## Selected extract
============

Results and Interpretation

  1. For each test performed a separate table of counts is generated under the ‘Frequency’ tab.
  2. The ‘P-Values’ tab presents the significance results of all the tests in a single table.
  3. When the standard chi-squared test is selected, the ‘P-Values’ tab will be a table with one row per test, the first column identifies the names of the two categorical variables contributing to the frequency table, the second column gives the table’s chi-squared statistic, the third column gives the degrees of freedom, and the final column gives the associated p-value.  The choice of a threshold is up to to the user, but it is customary to declare any p-values <0.05 as representing a significant association between the rows and column of the corresponding contingency table.

============

## Data excerpts

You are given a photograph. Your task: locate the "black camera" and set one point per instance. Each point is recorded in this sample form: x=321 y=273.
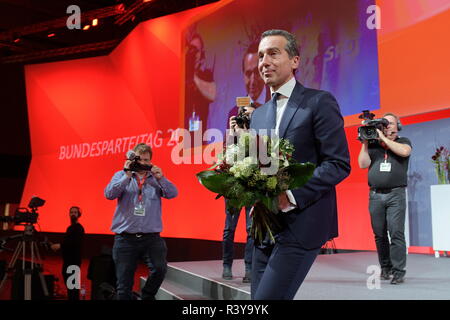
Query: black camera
x=368 y=131
x=242 y=119
x=25 y=216
x=135 y=166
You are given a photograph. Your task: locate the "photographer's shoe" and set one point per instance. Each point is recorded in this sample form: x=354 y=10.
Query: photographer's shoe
x=227 y=274
x=385 y=274
x=397 y=279
x=247 y=277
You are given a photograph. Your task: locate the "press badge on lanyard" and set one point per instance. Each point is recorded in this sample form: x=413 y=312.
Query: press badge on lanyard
x=385 y=166
x=139 y=208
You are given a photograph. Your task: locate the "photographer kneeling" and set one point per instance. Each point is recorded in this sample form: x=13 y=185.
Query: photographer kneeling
x=387 y=158
x=137 y=221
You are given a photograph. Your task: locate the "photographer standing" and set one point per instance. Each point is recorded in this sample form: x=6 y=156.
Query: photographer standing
x=137 y=222
x=239 y=120
x=387 y=159
x=71 y=249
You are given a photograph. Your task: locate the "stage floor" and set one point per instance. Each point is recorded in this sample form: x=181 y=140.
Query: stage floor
x=344 y=276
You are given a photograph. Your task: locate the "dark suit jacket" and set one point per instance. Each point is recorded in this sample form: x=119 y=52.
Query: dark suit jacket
x=313 y=123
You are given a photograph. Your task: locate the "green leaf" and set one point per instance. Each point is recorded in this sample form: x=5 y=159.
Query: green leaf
x=300 y=173
x=270 y=203
x=213 y=181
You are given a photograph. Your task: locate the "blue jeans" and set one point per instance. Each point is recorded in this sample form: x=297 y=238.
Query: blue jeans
x=127 y=251
x=231 y=221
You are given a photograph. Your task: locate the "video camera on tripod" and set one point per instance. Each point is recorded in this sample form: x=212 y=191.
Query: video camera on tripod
x=368 y=130
x=24 y=216
x=27 y=249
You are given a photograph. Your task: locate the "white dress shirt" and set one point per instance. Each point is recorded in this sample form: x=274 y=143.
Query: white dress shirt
x=285 y=92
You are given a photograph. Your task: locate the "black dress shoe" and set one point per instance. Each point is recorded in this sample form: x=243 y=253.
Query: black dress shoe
x=385 y=274
x=397 y=279
x=227 y=274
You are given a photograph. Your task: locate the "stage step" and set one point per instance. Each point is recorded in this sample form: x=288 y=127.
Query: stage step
x=181 y=284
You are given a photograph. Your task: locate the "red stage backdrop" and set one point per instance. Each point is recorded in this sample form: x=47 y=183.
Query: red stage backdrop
x=86 y=114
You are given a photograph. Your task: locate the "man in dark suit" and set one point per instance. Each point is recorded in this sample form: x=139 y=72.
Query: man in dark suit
x=311 y=120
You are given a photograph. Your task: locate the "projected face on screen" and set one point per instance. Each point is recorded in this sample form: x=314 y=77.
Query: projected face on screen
x=254 y=84
x=333 y=39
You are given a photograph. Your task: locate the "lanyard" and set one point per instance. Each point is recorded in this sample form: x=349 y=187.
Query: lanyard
x=385 y=147
x=140 y=183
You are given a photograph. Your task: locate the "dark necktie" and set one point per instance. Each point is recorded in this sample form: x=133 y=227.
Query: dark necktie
x=272 y=112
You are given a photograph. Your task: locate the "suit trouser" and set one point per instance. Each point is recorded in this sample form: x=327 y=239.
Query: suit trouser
x=279 y=270
x=127 y=251
x=387 y=212
x=231 y=221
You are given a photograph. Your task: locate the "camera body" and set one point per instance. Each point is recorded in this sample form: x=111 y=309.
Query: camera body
x=368 y=131
x=242 y=119
x=135 y=166
x=23 y=216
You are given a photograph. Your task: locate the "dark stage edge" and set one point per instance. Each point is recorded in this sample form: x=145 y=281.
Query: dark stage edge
x=342 y=276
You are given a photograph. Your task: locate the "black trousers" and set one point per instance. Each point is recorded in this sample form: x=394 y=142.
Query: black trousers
x=72 y=294
x=127 y=251
x=387 y=212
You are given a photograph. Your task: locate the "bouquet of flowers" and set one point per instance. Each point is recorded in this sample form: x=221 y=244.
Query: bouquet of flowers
x=441 y=160
x=253 y=173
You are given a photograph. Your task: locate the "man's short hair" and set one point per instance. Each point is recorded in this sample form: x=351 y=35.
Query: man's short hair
x=142 y=148
x=291 y=46
x=252 y=48
x=78 y=209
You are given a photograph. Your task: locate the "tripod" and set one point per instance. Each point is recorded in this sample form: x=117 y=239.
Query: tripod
x=29 y=241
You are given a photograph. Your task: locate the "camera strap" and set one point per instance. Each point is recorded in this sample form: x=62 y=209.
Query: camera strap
x=140 y=183
x=385 y=166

============

## To-do list
1. In the results passage, what does the third column of the 'P-Values' table show when the standard chi-squared test is selected?
2. Write out the results passage word for word from "3. When the" to "corresponding contingency table.".
Answer from the results passage alone, not from the lines.

## Results for the exercise
1. The degrees of freedom.

2.
3. When the standard chi-squared test is selected, the ‘P-Values’ tab will be a table with one row per test, the first column identifies the names of the two categorical variables contributing to the frequency table, the second column gives the table’s chi-squared statistic, the third column gives the degrees of freedom, and the final column gives the associated p-value.  The choice of a threshold is up to to the user, but it is customary to declare any p-values <0.05 as representing a significant association between the rows and column of the corresponding contingency table.